- [Exercise instructions]
Please lay out the lines of the entries below as a Markdown table with two columns, Row and Line, giving each line a row number and skipping any blank lines.

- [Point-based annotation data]

⟨

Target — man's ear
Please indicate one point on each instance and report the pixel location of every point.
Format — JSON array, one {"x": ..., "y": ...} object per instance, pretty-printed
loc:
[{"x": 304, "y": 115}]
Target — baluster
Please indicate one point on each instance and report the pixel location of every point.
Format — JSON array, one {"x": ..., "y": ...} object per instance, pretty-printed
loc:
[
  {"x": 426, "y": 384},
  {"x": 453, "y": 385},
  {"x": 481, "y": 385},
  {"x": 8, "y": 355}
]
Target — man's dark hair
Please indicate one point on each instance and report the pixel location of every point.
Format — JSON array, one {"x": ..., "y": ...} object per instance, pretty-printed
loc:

⟩

- [Output for this task]
| Row | Line |
|---|---|
| 1 | Target — man's ear |
| 2 | Please indicate one point on each instance and report the pixel location of every point. |
| 3 | Format — JSON array, one {"x": ..., "y": ...} object per instance, pretty-printed |
| 4 | loc: |
| 5 | [{"x": 304, "y": 115}] |
| 6 | Target — baluster |
| 7 | Please indicate one point on each instance and report the pixel location of every point. |
| 8 | Format — JSON array, one {"x": ..., "y": ...} object per instance, pretty-printed |
| 9 | loc: |
| 10 | [ |
| 11 |   {"x": 426, "y": 384}, |
| 12 |   {"x": 453, "y": 385}, |
| 13 |   {"x": 481, "y": 385}, |
| 14 |   {"x": 8, "y": 355} |
| 15 | ] |
| 16 | Target — man's dark hair |
| 17 | Please indicate one point on each instance and report the pixel location of every point. |
| 18 | Format — JSON array, one {"x": ..., "y": ...} object per instance, pretty-printed |
| 19 | loc: |